▸ TASKS TO PERFORM:
1 > In the bathroom-renovation post, what illness was Joe exposed to?
2 > According to the bathroom-renovation post, what will the writer force themselves to do the next time company is coming? List every one.

[SUPPLIED PASSAGE — start]

The most recent example is from this past weekend, when we had ALL our company come at once. We had weeks upon weeks' worth of notice, and we've had our downstairs bathroom in need of repair since the day we moved in, but you know what seemed like a really good idea? Tackling this gargantuan project exactly one week before Joe's parents came to town! DUH! And exactly one week and 1 days before MY family came to town! Everyone knows projects don't go as planned, schedules get pushed back, a weekend projects turns into a month of weekends, but we were pretty sure we could still squeeze it into working order if we really pushed ourselves. So we did! We stayed up until midnight most nights for the entire week. This probably wouldn't be such a big deal, we'd just be extra tired, except that Joe got exposed to strep throat and with a SERIOUS lack of sleep his body and immune system were running on empty, so when he got sick he ended up getting sooooooooo sick. I've never seen him in such bad shape! By the time both our families came to town our house was not only in shambles from an unfinished basement bathroom, but Joe was nowhere to be seen - he was sleeping! He slept probably 14 hours a day for 3 days straight, and when he was awake he was thinking about going back to bed. Strep hit the day we were going to grout the tile, so since we couldn't grout we couldn't move the washer and dryer from their prominent positions in the family room, so you could hardly squeeze into the guest room, and the downstairs bathroom was DEFINITELY unusable since, without grout, we couldn't even replace the toilet. Joe's parents got to town first and were planning on staying at his grandma's house for the first few days of their visit, then come stay with us, but thanks to Joe's malady and the wreck of a basement, NOBODY ended up staying at our house... even though everyone was visiting us!

Next time we have company coming I am going to force myself to sit on my hands or read a good book or update my blog so that I don't get all motivated to do something stupid. I think our company would have a much better time in an intact house with intact family members. Our apologies to everyone who visited, but we still had a really great time getting together and showing off our un-grouted bathroom/laundry room. Come again soon, we'll have it completed and you can even access the guest room if you want to stay the night :)

[SUPPLIED PASSAGE — finish]
[DATASET — start]

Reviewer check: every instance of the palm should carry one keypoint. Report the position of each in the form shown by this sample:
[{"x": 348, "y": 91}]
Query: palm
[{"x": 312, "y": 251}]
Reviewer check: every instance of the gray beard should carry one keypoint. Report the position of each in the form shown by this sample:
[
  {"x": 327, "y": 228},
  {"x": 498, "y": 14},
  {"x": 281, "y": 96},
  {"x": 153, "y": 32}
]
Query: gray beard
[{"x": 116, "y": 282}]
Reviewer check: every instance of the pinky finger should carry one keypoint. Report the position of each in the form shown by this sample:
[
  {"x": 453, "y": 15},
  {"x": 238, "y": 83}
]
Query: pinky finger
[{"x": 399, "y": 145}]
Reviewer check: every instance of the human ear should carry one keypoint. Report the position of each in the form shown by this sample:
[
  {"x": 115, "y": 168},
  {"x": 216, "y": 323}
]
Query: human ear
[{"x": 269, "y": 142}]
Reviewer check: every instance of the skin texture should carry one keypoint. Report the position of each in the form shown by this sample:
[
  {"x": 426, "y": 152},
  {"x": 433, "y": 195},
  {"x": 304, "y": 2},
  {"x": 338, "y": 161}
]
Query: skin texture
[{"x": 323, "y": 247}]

[DATASET — finish]
[DATASET — start]

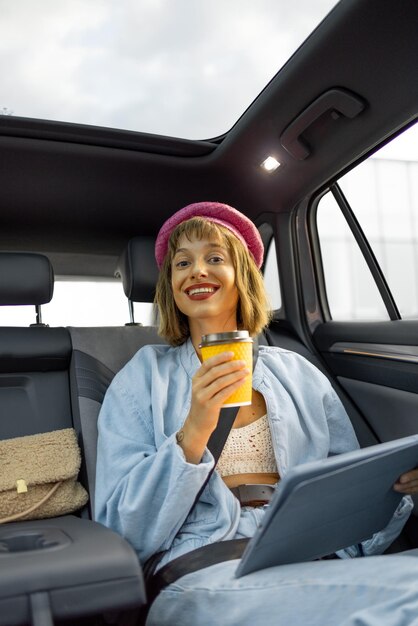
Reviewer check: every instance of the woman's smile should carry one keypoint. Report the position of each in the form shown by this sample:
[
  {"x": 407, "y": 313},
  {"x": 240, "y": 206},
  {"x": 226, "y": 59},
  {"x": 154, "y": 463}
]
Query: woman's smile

[DATASET — finish]
[DATASET — start]

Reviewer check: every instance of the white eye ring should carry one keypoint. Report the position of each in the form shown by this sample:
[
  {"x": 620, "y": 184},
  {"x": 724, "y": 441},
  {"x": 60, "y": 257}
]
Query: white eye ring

[DATASET — finish]

▸ ANSWERS IN ORDER:
1 > Strep throat.

2 >
- Sit on their hands
- Read a good book
- Update their blog